Point-per-instance localization data
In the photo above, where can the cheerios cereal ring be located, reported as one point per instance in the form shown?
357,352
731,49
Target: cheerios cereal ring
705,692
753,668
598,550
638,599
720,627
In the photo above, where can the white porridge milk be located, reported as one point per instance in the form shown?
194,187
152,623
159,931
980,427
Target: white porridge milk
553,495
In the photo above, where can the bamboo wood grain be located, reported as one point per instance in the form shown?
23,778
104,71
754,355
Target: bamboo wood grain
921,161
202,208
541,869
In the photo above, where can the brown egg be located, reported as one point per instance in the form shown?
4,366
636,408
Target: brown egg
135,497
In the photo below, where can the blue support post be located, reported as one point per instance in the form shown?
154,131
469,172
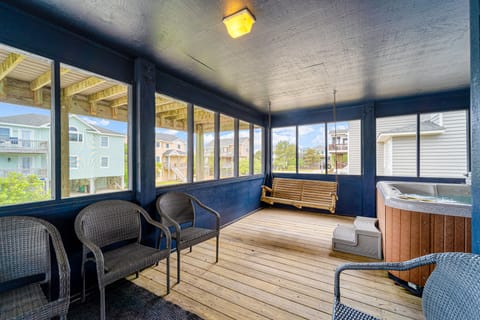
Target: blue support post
144,120
369,160
475,120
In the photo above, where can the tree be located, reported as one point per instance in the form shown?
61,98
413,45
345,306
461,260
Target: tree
311,158
284,156
243,166
18,188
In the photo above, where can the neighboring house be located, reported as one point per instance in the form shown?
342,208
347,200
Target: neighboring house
345,149
171,157
96,160
227,153
25,145
442,145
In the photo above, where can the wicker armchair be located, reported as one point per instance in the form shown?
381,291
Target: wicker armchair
25,264
452,291
110,231
177,209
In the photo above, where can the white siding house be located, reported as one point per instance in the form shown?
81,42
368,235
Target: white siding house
443,145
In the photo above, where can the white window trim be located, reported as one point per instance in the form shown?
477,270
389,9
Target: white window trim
9,131
101,162
78,133
77,162
108,141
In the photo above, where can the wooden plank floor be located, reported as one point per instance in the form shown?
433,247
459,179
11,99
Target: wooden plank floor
277,264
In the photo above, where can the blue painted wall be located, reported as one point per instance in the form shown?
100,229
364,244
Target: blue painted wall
357,193
233,198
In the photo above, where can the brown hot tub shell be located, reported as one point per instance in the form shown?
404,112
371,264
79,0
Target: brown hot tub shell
408,234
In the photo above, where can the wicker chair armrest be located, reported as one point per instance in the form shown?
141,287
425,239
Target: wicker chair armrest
160,226
265,189
62,261
97,252
208,209
397,266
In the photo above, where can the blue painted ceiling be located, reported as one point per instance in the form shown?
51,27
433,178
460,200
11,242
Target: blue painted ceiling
297,52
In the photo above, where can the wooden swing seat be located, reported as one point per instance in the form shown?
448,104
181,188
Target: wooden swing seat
302,193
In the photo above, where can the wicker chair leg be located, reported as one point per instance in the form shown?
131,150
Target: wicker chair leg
168,275
83,283
218,236
102,303
178,265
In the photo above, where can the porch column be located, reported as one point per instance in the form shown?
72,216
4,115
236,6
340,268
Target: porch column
475,120
144,119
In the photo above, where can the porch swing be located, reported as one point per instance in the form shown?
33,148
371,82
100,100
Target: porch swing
304,193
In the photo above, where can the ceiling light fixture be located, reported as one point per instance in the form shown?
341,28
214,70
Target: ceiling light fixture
239,23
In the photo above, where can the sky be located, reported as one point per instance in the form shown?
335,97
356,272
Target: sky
7,109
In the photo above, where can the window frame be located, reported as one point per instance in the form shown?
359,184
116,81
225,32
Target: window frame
77,162
101,162
107,144
418,142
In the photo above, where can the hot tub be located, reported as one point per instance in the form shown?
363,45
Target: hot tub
421,218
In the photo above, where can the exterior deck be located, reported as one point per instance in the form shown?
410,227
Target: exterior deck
278,264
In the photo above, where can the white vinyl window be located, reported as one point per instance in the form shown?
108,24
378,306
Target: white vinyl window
104,162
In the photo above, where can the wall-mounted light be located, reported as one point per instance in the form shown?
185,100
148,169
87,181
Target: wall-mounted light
239,23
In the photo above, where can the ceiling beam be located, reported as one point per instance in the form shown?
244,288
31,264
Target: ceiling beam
83,85
45,79
108,93
161,101
10,62
119,102
170,106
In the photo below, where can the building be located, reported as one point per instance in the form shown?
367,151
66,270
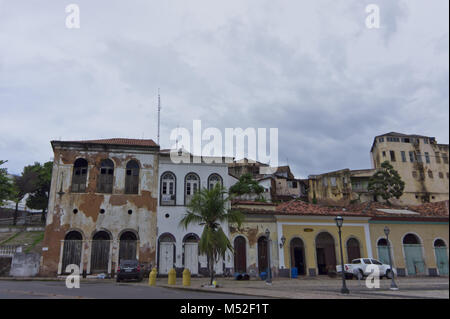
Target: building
178,182
421,162
340,187
102,205
305,236
279,183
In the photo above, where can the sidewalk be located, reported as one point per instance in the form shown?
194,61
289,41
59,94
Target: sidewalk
319,288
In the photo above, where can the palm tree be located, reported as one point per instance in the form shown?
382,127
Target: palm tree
208,207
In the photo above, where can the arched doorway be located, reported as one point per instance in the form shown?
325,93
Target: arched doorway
440,251
413,255
166,259
262,254
128,246
240,255
353,249
191,253
100,252
73,243
298,255
326,255
383,251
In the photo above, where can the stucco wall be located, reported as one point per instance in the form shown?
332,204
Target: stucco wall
88,220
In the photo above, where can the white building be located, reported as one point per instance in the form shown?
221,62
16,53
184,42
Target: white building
177,247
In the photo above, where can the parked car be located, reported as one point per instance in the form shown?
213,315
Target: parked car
359,268
129,269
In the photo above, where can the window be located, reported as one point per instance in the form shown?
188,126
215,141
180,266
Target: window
411,157
79,176
192,185
438,157
418,157
168,189
392,156
333,181
214,179
106,176
403,156
422,175
132,178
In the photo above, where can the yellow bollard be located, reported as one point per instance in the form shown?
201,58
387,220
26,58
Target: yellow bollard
186,277
172,277
152,277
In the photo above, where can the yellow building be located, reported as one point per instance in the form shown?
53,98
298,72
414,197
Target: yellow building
305,237
421,162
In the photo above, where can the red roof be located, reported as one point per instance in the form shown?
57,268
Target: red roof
118,141
427,211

Task prompt = Print each entry above verbatim, pictures left out.

Task output =
In the photo above, where can the cheerios cereal ring be located, reported as one point per instance in the form shown?
357,352
731,49
Target: cheerios cereal ring
705,692
753,668
598,550
638,599
720,627
In the photo above, where can the white porridge milk be located, reported as one point per instance in the form shown?
194,187
152,623
159,931
980,427
Target: white porridge milk
553,495
In the photo above, where can the bamboo wood grain be located, reported as one point per instance in the form shown?
23,778
104,71
754,355
Target: bamboo wood grain
921,161
202,208
541,869
In the photo above, where can the brown egg be located, reported as one point per instance in the form shown?
4,366
636,408
Target: brown egg
135,497
In the photo below, where can the blue support post be located, reported as one point per instance in the form shown?
154,131
469,172
Target: blue support post
144,120
369,160
475,120
In the photo above, where can the tree be located, reported as one point per instance in the form shown?
61,98
413,45
345,306
461,260
Target: tree
311,158
284,156
243,166
18,188
In the photo above, where can the neighboring house be located, reported as one point per instance in the form shown?
342,208
347,200
Target: neighboring house
345,149
171,157
96,160
227,153
25,145
442,145
In the photo above, where can the wicker armchair be located, reported as one point per instance in the form shown?
381,291
Target: wicker armchair
25,264
452,291
110,231
177,209
In the photo above, where can the white siding house be located, reported as one point per instance in the form shown?
81,42
368,235
Target: white siding house
443,145
In the photo above, where can the white window trim be located, reported as one point per instance in the form shown?
477,270
389,9
Target: white window trim
9,131
101,162
78,133
77,162
108,141
In the photo above, where can the wooden plank floor be located, reported as one point per instance in the form shown?
433,247
459,179
11,99
Target: wooden plank floor
277,264
In the photo above, where can the blue painted wall be located, reported as one point per instance in the form shown?
100,229
364,244
Target: blue painted wall
357,193
233,198
In the photo above, where can the brown hot tub shell be located, reported as one point per instance in the form shown?
404,112
371,264
79,0
Target: brown hot tub shell
408,234
In the photo above, where can the wicker chair armrest be located, reported as one point per instance in the form shown?
141,287
425,239
Target: wicker chair armrest
160,226
265,189
62,261
97,252
208,209
397,266
In the photo above, where can the blue painted ceiling be located, reported as one point per instance in the form shown?
51,27
433,178
460,200
11,242
Target: blue painted ceiling
297,52
In the photo above, where can the wooden swing seat be located, reported as one point per instance in the form shown?
448,104
181,188
Target: wooden swing seat
302,193
In the photo above, where can the wicker chair leg be located, reported as one point per instance in the form shown?
131,150
Target: wicker chair leg
168,275
83,283
218,236
102,303
178,265
In the photo above, where can the porch column be located, reported as one point per instance in the form shown?
72,216
4,115
236,6
340,268
Target: porch column
475,120
144,119
In the photo above, where can the porch swing be located, reported as one point per instance in the form shown?
33,148
371,82
100,100
Target: porch swing
304,193
In the photo above, where can the ceiling light fixture be located, reported as one point per instance in the form shown?
341,28
214,70
Target: ceiling light fixture
239,23
In the photo above, where can the sky be located, reported as one point per instance in the form shown?
335,97
356,272
Target: sky
7,109
In the photo above, where can the window frame be located, reported as one point per instance in the form shown?
359,184
116,81
225,32
Target: window frame
77,162
101,162
107,144
418,142
In the photo above, where can the hot tub be located, reported as one point per instance in the form shown?
363,45
Target: hot tub
421,218
In the photo above, where can the exterior deck be located, reported as one point per instance in the form shown?
410,227
Target: exterior deck
278,264
In the photo above, where can the white vinyl window be located, reported as one point per instance in the form shown?
108,24
378,306
Target: white vinyl window
104,162
In the photo above, where can the wall-mounted light be located, reported as one point per instance in the form shown?
185,100
148,169
87,181
Target: wall-mounted light
239,23
In the photo above, where can the ceiling beam be located, reported as one point per instance in the form shown?
244,288
31,264
Target: ceiling beam
83,85
45,79
108,93
161,101
10,62
119,102
170,106
In the photo below, where can the building be located, reported as one point per instance in the form shown?
367,151
66,270
Target: building
178,182
421,162
340,187
102,205
305,236
279,183
In the photo above, where can the sidewalk be located, reported as one point per instance in the form shown?
194,61
289,41
59,94
Target: sidewalk
319,288
In the photo above, where can the palm tree be located, reported as one point per instance in the form shown?
382,127
Target: palm tree
208,207
In the photo above, where can the arched doorway be located, reported as one point per instance in the form shown?
325,93
Target: arched doorway
440,251
413,255
166,259
262,254
128,246
240,255
353,249
191,253
100,252
73,243
298,255
326,255
383,251
In the photo above, where can the stucco wall be located, reported as one point per instance in the form shown?
332,204
Target: stucco wall
88,220
In the photo above, where can the white building be located, reported as one point per instance in the form shown?
221,62
16,53
184,42
Target: white building
177,247
In the photo above, where can the parked car be located, reported as one point per instance in the form shown?
213,315
Target: parked car
359,268
129,269
In the photo above, where can the window be located, reported as one point per instance in the form shown?
188,126
215,141
180,266
Target: window
411,157
79,176
192,185
438,157
418,157
168,189
392,156
333,181
214,179
106,176
403,156
422,175
132,178
In the photo above, where can the yellow bollard be located, reported as one point per instance in the form shown?
201,58
387,220
26,58
Target: yellow bollard
186,277
172,277
152,277
In the photo above, where can the yellow building be located, reported as one point per instance in the form shown?
53,98
298,72
414,197
Target: yellow building
305,237
421,162
In the photo above, where can the red roof be located, reported as one point per instance in the form shown?
57,268
Target: red roof
118,141
427,211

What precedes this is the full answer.